**Passage given**
= = =

The attention to corporate governance is not limited to the NYSE. On May 24, 2002, Nasdaq’s board of governors approved similar, but not as extensive, rule changes regarding the definition of “independence” of directors for purposes of audit committees. The board is considering expanding the “independence” requirement for purposes of compensation committees yet this summer. Nasdaq will also consider requiring a majority of the board to be composed of independent directors.

SEC Proposed Rule on CEO Certification

On June 17, 2002, the SEC proposed new rules that would require a company's CEO and CFO to certify that, to their knowledge, the information in the company's quarterly and annual reports is true and that the reports contain all information about the company that they believe is important to a reasonable investor. In addition, proposed new rules would require a company to maintain procedures to provide reasonable assurance that the company is able to collect, process, and disclose the information required in the company's quarterly and annual reports, as well as current reports on Form 8-K, and also to require periodic review and evaluation of these procedures. The intent of these rules is to make a company’s CEO and CFO accountable to investors for the quality of disclosure and availability of information “to make informed investment and voting decisions and to ensure that capital is allocated efficiently to business enterprises.”

= = =

**Stated problem A**
Answer these from the passage on corporate governance rules:
(i) On what date did Nasdaq's board of governors approve rule changes on the definition of director "independence"?
(ii) On what date did the SEC propose its new certification rules?
(iii) Which two company officers would have to certify the quarterly and annual reports?

= = =

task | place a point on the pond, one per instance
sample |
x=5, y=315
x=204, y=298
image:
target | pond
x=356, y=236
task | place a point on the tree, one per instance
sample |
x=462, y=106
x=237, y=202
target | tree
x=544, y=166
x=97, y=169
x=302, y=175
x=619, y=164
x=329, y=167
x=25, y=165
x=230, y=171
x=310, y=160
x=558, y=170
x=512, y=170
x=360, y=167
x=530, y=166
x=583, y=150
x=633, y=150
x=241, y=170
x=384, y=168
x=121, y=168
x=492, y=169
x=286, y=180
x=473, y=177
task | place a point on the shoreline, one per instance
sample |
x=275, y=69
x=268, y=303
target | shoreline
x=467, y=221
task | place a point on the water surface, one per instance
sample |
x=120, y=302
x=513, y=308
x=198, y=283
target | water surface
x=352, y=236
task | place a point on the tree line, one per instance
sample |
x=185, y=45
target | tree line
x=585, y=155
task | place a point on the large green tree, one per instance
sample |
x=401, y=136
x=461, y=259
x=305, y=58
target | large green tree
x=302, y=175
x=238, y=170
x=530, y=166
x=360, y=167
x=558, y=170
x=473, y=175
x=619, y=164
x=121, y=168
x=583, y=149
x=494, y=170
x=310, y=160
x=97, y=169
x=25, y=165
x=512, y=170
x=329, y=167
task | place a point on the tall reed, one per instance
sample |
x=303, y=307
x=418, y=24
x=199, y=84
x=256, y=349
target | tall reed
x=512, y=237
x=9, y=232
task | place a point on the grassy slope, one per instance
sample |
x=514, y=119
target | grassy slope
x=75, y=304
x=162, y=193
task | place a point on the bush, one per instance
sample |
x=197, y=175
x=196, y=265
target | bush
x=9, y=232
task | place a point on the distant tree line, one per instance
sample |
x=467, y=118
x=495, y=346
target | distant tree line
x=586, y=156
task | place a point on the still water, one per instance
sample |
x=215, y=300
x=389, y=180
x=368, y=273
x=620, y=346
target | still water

= = =

**Stated problem B**
In the records, take the lines from the line with "task | place a point on the shoreline, one" up to and including the line with "x=467, y=221", and change "shoreline" to "lake edge" while keeping everything else the same. Give back only those lines.

**Problem solution A**
(i) May 24, 2002
(ii) June 17, 2002
(iii) The CEO and the CFO

**Problem solution B**
task | place a point on the lake edge, one per instance
sample |
x=275, y=69
x=268, y=303
target | lake edge
x=467, y=221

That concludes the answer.